→ Su tarea
Reúna todas las líneas del material que contengan la palabra "rampart" y cópielas tal como aparecen.
+++ Material proporcionado +++
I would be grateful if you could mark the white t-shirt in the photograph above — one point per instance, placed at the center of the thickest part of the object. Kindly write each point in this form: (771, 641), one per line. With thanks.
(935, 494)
+++
+++ Material proporcionado +++
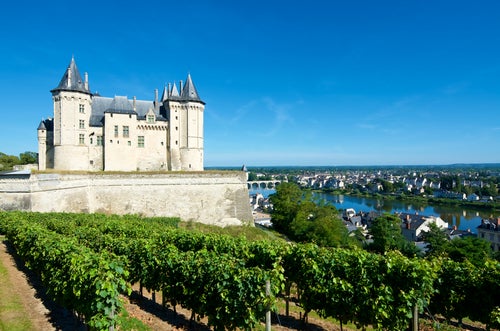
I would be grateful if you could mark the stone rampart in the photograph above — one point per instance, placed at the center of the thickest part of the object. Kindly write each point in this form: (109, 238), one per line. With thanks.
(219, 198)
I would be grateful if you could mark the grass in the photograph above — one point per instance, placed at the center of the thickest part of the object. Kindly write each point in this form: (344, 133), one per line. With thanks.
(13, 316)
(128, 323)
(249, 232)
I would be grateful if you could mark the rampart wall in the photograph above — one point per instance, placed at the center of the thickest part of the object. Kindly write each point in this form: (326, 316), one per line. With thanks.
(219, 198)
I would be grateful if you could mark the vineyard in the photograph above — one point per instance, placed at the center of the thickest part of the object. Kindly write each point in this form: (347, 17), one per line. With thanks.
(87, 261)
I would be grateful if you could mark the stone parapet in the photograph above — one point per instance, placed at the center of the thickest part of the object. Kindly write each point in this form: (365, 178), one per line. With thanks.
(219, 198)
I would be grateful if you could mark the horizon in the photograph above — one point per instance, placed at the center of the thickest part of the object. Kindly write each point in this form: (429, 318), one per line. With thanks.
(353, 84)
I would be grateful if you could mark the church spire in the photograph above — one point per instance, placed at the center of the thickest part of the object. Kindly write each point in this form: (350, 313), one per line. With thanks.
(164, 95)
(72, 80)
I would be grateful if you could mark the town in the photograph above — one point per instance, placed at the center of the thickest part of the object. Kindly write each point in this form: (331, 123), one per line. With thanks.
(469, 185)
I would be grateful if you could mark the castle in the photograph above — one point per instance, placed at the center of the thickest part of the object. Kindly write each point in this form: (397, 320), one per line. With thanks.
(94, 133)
+++
+++ Material proporcionado +++
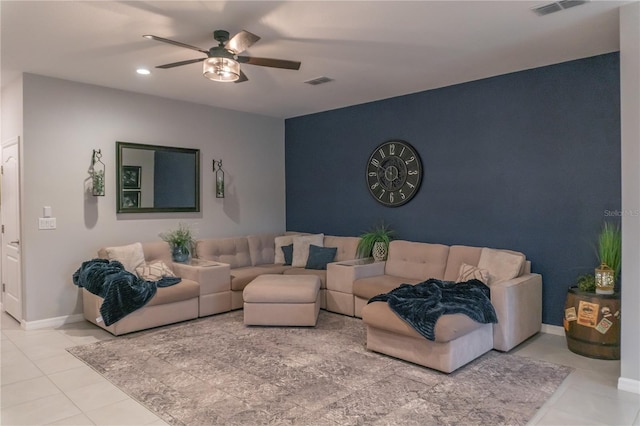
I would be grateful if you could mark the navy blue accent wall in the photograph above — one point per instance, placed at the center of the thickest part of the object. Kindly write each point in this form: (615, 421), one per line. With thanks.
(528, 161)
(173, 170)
+++
→ Respuesta
I would be grateful if you could mark the stone rampart in the photograph above — one point per instance, placed at the center of the thickest part of the object. Kindly write each point in this form: (109, 238), one per line. With thanks.
I would be grateful if you could mark the rampart wall in the photograph above — one point per instance, placed at the center of the thickest part of the object. Kindly write each point in this form: (326, 316), one per line. With thanks.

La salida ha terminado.